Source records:
════

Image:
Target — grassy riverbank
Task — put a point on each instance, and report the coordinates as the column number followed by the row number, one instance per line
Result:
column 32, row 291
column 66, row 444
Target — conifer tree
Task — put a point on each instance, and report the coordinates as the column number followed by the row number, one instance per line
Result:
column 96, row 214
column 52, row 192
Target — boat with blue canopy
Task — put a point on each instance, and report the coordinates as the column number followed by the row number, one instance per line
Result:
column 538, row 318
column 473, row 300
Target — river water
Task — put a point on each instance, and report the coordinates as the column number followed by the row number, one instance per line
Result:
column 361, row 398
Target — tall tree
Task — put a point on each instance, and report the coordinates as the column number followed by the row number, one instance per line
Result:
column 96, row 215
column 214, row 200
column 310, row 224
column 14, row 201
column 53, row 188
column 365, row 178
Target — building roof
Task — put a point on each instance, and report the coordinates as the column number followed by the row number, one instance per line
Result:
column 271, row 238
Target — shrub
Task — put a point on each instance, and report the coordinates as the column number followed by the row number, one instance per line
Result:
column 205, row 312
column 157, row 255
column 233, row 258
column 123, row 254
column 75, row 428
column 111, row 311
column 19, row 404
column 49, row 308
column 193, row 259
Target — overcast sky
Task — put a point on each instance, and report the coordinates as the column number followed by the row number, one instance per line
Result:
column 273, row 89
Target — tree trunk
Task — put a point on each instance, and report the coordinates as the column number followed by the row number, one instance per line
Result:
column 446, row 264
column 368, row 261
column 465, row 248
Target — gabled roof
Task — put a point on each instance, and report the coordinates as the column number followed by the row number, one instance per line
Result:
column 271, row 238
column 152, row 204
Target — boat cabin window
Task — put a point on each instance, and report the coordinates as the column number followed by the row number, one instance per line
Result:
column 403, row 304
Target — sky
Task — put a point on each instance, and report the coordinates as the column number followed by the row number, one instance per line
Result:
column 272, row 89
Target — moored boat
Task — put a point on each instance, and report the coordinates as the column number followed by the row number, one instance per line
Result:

════

Extract the entries above verbatim, beginning at the line that contains "Target — overcast sky" and stopping after the line that contains "column 272, row 89".

Completed task:
Target — overcast sky
Task — put a point on each instance, and report the coordinates as the column number followed by the row number, one instance per line
Result:
column 273, row 89
Target — tree trunk
Task — put a point on each instance, and report the coordinates as the column number followed by the row number, one instance per line
Result:
column 446, row 264
column 368, row 261
column 465, row 248
Target — gabled roof
Task — put a point on each instance, and report the coordinates as the column number followed by the row number, one instance per line
Result:
column 271, row 238
column 152, row 204
Target — boat cabin window
Task — put a point on each instance, and report the coordinates as the column number followed by the row number, one instance per line
Result:
column 403, row 304
Target — sky
Task — put a point on each instance, and report the coordinates as the column number followed by the row number, one instance per line
Result:
column 272, row 89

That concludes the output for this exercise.